— Start of DATA PROVIDED —
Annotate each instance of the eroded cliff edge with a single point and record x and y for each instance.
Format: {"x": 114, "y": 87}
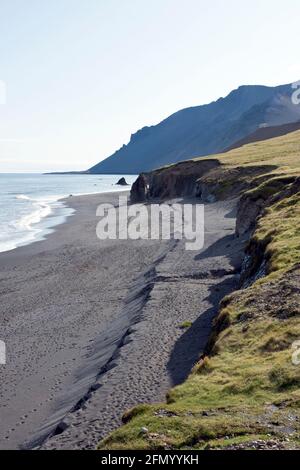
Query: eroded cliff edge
{"x": 243, "y": 393}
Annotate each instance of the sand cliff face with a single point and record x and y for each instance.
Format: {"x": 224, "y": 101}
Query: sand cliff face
{"x": 243, "y": 393}
{"x": 210, "y": 181}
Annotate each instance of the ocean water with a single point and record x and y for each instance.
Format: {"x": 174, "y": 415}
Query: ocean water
{"x": 31, "y": 206}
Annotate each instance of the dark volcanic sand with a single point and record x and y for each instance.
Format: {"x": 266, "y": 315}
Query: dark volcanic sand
{"x": 92, "y": 326}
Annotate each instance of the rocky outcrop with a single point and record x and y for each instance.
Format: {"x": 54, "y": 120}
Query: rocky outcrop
{"x": 122, "y": 182}
{"x": 173, "y": 181}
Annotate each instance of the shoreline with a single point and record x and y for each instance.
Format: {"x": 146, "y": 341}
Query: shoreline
{"x": 57, "y": 216}
{"x": 81, "y": 330}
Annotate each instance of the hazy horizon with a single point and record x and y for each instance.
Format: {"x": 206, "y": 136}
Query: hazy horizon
{"x": 80, "y": 79}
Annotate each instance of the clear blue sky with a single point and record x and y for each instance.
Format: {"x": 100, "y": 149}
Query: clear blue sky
{"x": 82, "y": 75}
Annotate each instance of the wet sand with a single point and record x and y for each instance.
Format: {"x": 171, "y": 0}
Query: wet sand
{"x": 92, "y": 327}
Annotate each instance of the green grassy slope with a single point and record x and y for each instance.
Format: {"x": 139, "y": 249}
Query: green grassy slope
{"x": 245, "y": 392}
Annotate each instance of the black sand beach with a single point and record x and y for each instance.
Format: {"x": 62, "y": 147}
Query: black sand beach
{"x": 92, "y": 327}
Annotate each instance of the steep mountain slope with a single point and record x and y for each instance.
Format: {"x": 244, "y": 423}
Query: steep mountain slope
{"x": 203, "y": 130}
{"x": 265, "y": 133}
{"x": 243, "y": 393}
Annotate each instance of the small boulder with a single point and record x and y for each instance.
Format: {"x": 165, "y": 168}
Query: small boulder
{"x": 122, "y": 182}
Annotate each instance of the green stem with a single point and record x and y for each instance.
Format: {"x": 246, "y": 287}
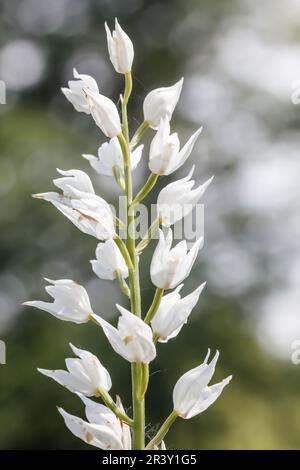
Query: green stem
{"x": 138, "y": 134}
{"x": 138, "y": 408}
{"x": 155, "y": 304}
{"x": 134, "y": 283}
{"x": 127, "y": 93}
{"x": 124, "y": 251}
{"x": 112, "y": 406}
{"x": 119, "y": 223}
{"x": 146, "y": 189}
{"x": 118, "y": 177}
{"x": 122, "y": 283}
{"x": 162, "y": 431}
{"x": 148, "y": 236}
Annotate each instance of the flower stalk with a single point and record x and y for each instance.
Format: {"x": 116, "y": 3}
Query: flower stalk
{"x": 134, "y": 284}
{"x": 163, "y": 430}
{"x": 155, "y": 304}
{"x": 107, "y": 426}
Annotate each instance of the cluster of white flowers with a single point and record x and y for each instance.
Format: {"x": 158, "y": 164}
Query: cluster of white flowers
{"x": 108, "y": 426}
— End of DATA PROVIDED —
**SET PROBLEM:** Copy every line of the pointing records above word for word, but leave the pictures out.

**SOLUTION TO THE PROBLEM:**
Annotate each instance of the eroded cliff edge with a single point and record x and y for each instance.
Format: {"x": 114, "y": 87}
Query: eroded cliff edge
{"x": 243, "y": 393}
Annotate each instance of the sand cliff face with a single point and record x and y for each instance.
Format: {"x": 224, "y": 101}
Query: sand cliff face
{"x": 243, "y": 393}
{"x": 210, "y": 181}
Annotate each instance of the ocean water with a single point and record x and y for each instance.
Format: {"x": 174, "y": 415}
Query: ocean water
{"x": 31, "y": 206}
Annotate each instance of the dark volcanic sand with a single point and record x and y for each instance.
Format: {"x": 266, "y": 315}
Query: dark volcanic sand
{"x": 92, "y": 326}
Annotate each instance of the rocky outcrop with a single point and record x and y for each instance.
Format: {"x": 54, "y": 120}
Query: rocky outcrop
{"x": 122, "y": 182}
{"x": 173, "y": 181}
Annotate each instance of the shoreline with a single point and record x and y for each instance.
Format: {"x": 146, "y": 341}
Query: shoreline
{"x": 57, "y": 216}
{"x": 81, "y": 330}
Annotate each instance of the hazy horizon with a single point and record x and y for each instance.
Format: {"x": 206, "y": 136}
Query: hazy horizon
{"x": 80, "y": 79}
Annotate each instance of the clear blue sky with a single point and record x and y for each instance.
Format: {"x": 100, "y": 149}
Query: clear blue sky
{"x": 82, "y": 75}
Annotate each instance of the wet sand with a single point and record x and y for each instance.
Format: {"x": 171, "y": 0}
Query: wet sand
{"x": 92, "y": 327}
Annotate each instance of the green grassy slope with a single point and record x and y for each instance.
Format: {"x": 139, "y": 249}
Query: green grassy slope
{"x": 245, "y": 392}
Annotate each instance of the black sand beach with a single point and record x and y for each instance.
Format: {"x": 62, "y": 147}
Query: black sand beach
{"x": 92, "y": 327}
Annotate each instance of the steep mountain slope with a single point and record x and y for each instance.
Format: {"x": 244, "y": 423}
Query: steep mountain slope
{"x": 203, "y": 130}
{"x": 265, "y": 133}
{"x": 243, "y": 393}
Annotate each instance of the small boulder with a single point and record x and y for each instance.
Format: {"x": 165, "y": 168}
Query: small boulder
{"x": 122, "y": 182}
Annotate each instance of the green stem with a single point and record x and y for each instance.
Format: {"x": 246, "y": 287}
Query: green stem
{"x": 138, "y": 134}
{"x": 138, "y": 408}
{"x": 155, "y": 304}
{"x": 134, "y": 283}
{"x": 127, "y": 93}
{"x": 124, "y": 251}
{"x": 112, "y": 406}
{"x": 119, "y": 223}
{"x": 146, "y": 189}
{"x": 118, "y": 177}
{"x": 122, "y": 283}
{"x": 162, "y": 431}
{"x": 148, "y": 236}
Annotate each instance of the flower stalk with a single point and record x and y for each instance.
Format: {"x": 116, "y": 3}
Query: flower stalk
{"x": 134, "y": 284}
{"x": 163, "y": 430}
{"x": 155, "y": 304}
{"x": 107, "y": 426}
Annotate each instance of the cluster of white flowers with a single point and record x and y for each instance.
Format: {"x": 158, "y": 164}
Query: cluster of white flowers
{"x": 108, "y": 426}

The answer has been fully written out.